- _TO BE DONE_
Report how many of the lines below contain the word "cushion", with case counting, and give only the number.

- _INPUT DATA_
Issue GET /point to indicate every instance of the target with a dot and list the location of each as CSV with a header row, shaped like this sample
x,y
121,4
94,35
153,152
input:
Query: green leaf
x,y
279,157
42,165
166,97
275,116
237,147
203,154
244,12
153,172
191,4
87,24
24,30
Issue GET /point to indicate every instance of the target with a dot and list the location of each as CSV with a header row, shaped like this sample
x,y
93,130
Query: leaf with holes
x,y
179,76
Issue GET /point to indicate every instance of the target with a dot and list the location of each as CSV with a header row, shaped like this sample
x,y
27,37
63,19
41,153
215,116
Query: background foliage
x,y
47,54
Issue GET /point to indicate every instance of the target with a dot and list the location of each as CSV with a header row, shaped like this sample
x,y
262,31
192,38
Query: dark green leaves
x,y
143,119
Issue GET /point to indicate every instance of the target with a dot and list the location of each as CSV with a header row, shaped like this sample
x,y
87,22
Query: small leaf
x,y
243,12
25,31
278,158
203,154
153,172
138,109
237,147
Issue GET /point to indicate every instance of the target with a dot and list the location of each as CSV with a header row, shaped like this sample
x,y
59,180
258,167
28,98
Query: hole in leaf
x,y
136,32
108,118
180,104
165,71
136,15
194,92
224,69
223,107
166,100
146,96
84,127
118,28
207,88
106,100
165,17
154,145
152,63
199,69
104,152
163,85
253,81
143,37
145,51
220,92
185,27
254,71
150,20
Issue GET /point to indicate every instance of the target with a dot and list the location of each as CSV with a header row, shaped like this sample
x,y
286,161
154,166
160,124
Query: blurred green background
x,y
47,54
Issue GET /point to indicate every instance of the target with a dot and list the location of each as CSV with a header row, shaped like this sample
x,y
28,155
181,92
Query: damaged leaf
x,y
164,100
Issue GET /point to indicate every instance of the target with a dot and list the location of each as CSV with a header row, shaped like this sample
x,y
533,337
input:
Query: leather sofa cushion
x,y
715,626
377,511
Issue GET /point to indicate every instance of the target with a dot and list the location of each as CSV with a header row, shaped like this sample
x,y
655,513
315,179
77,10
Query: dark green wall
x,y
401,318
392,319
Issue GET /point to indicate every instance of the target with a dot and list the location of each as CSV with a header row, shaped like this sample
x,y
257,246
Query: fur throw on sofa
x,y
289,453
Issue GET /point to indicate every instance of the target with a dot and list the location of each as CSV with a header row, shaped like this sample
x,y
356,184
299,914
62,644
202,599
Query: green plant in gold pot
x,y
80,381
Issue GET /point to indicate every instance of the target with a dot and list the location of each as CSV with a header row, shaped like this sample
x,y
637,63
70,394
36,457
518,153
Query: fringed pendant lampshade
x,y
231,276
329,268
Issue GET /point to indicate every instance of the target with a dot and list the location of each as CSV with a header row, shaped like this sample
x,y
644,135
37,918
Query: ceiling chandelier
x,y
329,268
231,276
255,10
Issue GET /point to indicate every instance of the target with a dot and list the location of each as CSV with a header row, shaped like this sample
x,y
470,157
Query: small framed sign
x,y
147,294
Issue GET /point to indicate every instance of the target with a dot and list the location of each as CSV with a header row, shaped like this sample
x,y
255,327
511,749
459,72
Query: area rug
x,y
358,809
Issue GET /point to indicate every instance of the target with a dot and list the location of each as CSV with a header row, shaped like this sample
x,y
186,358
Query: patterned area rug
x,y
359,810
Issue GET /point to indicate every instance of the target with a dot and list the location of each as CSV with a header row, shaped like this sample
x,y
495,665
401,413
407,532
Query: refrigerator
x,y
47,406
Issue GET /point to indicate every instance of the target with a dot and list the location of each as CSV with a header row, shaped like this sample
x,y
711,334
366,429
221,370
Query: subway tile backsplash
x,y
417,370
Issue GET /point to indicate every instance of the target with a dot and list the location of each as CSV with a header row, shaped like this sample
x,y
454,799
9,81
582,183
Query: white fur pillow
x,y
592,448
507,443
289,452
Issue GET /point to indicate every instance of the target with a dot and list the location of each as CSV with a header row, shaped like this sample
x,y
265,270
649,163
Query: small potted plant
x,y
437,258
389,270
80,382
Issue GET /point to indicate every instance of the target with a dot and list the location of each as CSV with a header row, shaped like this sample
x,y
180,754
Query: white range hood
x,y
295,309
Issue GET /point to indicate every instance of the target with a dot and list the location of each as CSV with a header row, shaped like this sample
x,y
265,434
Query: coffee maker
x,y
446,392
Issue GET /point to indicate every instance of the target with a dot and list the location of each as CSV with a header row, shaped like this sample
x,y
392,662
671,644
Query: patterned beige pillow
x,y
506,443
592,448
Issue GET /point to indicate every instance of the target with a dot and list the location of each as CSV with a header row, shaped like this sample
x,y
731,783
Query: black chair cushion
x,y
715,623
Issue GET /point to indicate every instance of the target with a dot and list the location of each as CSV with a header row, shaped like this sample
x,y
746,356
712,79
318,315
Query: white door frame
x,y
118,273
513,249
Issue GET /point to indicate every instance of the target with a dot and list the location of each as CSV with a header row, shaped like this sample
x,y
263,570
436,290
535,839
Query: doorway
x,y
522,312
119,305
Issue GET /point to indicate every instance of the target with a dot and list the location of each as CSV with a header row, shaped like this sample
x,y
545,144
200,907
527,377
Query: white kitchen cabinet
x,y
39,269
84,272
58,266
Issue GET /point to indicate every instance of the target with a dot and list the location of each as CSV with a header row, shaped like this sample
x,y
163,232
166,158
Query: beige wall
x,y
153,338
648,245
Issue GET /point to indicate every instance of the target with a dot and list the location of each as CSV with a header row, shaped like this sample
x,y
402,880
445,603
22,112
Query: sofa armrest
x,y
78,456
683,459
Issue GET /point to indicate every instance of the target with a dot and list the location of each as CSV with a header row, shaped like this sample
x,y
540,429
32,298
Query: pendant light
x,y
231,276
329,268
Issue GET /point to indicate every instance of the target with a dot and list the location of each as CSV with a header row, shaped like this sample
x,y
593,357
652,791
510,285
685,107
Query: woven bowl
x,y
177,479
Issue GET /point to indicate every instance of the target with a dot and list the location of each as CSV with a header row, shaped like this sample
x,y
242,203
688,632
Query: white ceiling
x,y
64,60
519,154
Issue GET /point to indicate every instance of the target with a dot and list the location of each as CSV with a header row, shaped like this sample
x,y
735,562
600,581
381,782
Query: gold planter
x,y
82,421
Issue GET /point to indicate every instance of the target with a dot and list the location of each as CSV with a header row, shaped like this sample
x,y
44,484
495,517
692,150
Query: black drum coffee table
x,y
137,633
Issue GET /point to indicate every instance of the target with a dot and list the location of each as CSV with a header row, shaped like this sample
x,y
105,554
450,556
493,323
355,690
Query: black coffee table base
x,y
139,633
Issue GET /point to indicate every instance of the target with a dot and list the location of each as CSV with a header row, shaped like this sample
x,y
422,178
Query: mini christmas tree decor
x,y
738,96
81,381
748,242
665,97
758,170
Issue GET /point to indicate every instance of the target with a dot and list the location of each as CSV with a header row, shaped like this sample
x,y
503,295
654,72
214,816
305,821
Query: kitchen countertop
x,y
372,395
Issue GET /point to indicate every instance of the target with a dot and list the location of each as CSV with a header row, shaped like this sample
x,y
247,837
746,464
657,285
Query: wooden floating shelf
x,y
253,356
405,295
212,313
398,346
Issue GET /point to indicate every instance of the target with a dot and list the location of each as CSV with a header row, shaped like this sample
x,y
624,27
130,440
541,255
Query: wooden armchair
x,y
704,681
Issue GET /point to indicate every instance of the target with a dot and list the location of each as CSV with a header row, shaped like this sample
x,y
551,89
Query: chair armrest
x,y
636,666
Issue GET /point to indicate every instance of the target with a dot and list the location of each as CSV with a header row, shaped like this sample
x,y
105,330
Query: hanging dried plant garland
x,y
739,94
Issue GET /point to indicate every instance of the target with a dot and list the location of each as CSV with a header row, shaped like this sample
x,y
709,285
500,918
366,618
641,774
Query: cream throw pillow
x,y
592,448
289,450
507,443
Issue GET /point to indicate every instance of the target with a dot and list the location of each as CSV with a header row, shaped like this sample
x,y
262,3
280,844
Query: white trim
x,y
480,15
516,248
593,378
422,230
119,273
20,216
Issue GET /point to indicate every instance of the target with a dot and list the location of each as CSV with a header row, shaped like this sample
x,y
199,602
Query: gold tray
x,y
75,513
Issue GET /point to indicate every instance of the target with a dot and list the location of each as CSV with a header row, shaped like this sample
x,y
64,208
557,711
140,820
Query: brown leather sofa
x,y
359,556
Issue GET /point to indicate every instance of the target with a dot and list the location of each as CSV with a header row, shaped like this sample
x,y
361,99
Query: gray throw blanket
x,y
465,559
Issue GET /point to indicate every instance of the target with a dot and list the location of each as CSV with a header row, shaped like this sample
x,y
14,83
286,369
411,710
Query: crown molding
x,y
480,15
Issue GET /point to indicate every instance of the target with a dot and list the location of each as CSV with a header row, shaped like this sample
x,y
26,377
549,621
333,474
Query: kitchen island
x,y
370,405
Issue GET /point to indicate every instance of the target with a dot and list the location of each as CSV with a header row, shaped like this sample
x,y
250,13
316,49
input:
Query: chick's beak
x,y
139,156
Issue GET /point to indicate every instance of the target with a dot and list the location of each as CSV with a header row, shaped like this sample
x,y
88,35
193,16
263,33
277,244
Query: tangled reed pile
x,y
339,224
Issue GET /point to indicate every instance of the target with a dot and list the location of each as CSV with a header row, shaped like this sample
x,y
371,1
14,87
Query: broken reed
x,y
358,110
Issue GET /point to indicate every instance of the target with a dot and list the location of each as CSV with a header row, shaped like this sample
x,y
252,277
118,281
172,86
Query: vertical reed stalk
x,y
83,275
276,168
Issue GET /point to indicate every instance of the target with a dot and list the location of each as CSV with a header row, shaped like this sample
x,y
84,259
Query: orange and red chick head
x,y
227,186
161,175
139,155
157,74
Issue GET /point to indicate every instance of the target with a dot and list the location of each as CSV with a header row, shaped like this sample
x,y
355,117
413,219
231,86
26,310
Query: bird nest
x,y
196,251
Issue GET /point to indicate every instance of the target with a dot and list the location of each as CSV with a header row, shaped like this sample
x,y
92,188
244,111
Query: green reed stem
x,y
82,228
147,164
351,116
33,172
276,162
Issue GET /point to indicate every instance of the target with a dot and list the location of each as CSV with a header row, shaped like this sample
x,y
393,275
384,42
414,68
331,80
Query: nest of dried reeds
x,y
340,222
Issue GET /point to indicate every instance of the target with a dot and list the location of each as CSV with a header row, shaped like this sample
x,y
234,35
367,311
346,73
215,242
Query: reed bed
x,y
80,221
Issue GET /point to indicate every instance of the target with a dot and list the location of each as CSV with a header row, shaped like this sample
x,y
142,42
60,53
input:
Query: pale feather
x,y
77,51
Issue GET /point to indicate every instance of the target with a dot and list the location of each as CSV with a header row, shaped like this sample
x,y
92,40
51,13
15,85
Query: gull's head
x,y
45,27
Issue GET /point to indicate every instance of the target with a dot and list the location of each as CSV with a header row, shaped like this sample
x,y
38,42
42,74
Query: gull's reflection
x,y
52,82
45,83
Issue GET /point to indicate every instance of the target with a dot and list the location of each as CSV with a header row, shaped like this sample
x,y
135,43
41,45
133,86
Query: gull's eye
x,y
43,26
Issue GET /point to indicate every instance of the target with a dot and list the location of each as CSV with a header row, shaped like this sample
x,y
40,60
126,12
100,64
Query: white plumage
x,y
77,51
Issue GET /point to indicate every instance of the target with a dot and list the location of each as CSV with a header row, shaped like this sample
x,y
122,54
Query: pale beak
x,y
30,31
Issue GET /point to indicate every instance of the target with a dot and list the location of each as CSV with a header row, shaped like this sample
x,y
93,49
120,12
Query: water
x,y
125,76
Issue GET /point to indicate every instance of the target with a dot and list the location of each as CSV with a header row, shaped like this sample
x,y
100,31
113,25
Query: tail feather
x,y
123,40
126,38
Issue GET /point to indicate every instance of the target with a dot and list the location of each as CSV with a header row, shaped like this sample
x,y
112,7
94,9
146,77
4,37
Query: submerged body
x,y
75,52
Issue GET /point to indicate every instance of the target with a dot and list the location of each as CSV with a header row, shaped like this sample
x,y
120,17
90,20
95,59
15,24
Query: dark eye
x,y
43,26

- _WRITTEN SOLUTION_
2